[Location identification lines]
□ □ □ □ □ □ □

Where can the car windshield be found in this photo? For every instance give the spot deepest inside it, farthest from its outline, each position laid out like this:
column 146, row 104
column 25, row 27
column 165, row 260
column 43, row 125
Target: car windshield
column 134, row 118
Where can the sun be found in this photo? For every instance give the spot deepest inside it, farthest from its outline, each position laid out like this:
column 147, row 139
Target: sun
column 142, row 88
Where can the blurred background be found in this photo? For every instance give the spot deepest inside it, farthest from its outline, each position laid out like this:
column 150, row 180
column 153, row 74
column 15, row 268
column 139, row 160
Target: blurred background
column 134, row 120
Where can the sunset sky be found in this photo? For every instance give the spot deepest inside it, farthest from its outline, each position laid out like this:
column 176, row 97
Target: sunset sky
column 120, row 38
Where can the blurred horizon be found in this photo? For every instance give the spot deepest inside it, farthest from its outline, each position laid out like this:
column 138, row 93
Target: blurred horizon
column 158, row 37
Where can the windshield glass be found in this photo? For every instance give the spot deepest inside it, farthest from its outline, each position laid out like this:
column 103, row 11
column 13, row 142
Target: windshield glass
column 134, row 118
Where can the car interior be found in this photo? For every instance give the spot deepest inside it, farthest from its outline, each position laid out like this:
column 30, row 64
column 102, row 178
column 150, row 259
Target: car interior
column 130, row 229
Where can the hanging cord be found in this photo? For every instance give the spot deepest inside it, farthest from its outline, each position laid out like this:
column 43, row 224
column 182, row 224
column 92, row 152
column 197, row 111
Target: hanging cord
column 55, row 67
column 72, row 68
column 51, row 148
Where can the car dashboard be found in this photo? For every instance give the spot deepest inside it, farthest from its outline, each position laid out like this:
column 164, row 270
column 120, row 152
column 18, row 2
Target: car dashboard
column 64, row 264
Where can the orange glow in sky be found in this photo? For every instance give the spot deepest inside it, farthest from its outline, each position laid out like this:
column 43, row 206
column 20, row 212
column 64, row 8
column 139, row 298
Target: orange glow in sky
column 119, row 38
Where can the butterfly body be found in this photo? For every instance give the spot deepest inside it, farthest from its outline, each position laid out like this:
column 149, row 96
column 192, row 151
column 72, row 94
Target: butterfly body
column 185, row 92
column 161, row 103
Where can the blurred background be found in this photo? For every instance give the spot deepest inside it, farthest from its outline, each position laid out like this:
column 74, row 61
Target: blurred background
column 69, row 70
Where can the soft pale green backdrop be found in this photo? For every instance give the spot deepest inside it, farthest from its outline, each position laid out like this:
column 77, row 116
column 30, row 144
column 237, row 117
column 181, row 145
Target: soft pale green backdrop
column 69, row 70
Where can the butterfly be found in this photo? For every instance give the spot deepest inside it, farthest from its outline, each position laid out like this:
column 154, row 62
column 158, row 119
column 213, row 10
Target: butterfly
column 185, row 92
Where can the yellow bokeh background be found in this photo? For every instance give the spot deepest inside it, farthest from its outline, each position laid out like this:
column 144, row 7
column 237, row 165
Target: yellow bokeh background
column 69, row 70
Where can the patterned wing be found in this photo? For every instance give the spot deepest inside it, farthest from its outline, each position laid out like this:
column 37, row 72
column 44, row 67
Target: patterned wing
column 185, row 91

□ □ □ □ □ □ □

■ Job: Reproduce every one of the lines above verbatim.

■ Written response:
Where can the car windshield be found in this photo? For every instance give the spot deepest inside it, farthest from its outline, each position laid out like this:
column 146, row 104
column 25, row 27
column 165, row 260
column 43, row 125
Target: car windshield
column 134, row 118
Where can the sun be found in this photo? For every instance give the spot deepest inside it, farthest from its outline, each position laid out like this:
column 147, row 139
Target: sun
column 142, row 88
Where can the blurred background be found in this photo? For every instance give the spot deepest inside it, farthest from its outline, each position laid out like this:
column 150, row 180
column 153, row 74
column 15, row 268
column 139, row 160
Target: blurred background
column 134, row 120
Where can the sunset sky be found in this photo? For every instance give the spot deepest inside it, farthest from its outline, each position laid out like this:
column 176, row 97
Target: sunset sky
column 120, row 38
Where can the blurred horizon be found in this photo? For every instance give the spot deepest inside it, farthest from its outline, each position laid out like this:
column 138, row 93
Target: blurred horizon
column 158, row 37
Where can the windshield glass be found in this photo? For every instance give the spot deepest inside it, farthest from its outline, each position laid out like this:
column 103, row 11
column 13, row 142
Target: windshield glass
column 134, row 118
Where can the car interior be found in this photo? For every instance give the spot deepest inside it, farthest from its outline, each position laid out like this:
column 30, row 64
column 102, row 178
column 150, row 259
Target: car interior
column 130, row 229
Where can the hanging cord be found in this photo? For every instance give the spot deepest inside it, farthest from its outline, each position laid out like this:
column 43, row 224
column 182, row 224
column 92, row 152
column 197, row 111
Target: hanging cord
column 55, row 67
column 72, row 68
column 51, row 148
Where can the car dashboard be found in this photo? For every instance give the spot deepest inside it, farthest from its outline, each position laid out like this:
column 164, row 270
column 120, row 152
column 18, row 2
Target: car dashboard
column 64, row 264
Where can the orange glow in sky be found in this photo? For every instance give the spot deepest inside it, farthest from its outline, each position laid out like this:
column 43, row 206
column 20, row 212
column 64, row 8
column 139, row 298
Target: orange glow in sky
column 119, row 38
Where can the butterfly body be found in this photo? For every instance give the spot deepest inside it, farthest from its outline, each position laid out like this:
column 149, row 96
column 192, row 151
column 72, row 94
Target: butterfly body
column 185, row 92
column 161, row 103
Where can the blurred background be found in this photo? For every instance give the spot deepest inside it, farthest from its outline, each position laid out like this:
column 74, row 61
Target: blurred background
column 69, row 70
Where can the soft pale green backdrop be found in this photo? For every instance give the spot deepest inside it, farthest from its outline, each position laid out like this:
column 77, row 116
column 30, row 144
column 237, row 117
column 181, row 145
Target: soft pale green backdrop
column 69, row 70
Where can the butterfly be found in this photo? For every instance give the spot deepest inside it, farthest from its outline, each position laid out like this:
column 154, row 62
column 158, row 119
column 213, row 10
Target: butterfly
column 185, row 92
Where can the yellow bokeh background be found in this photo? For every instance give the spot deepest inside it, farthest from its outline, each position laid out like this:
column 144, row 7
column 237, row 165
Target: yellow bokeh background
column 69, row 70
Where can the patterned wing be found in this photo? For every instance give the spot deepest inside it, farthest from its outline, each position laid out like this:
column 37, row 72
column 44, row 67
Target: patterned wing
column 185, row 91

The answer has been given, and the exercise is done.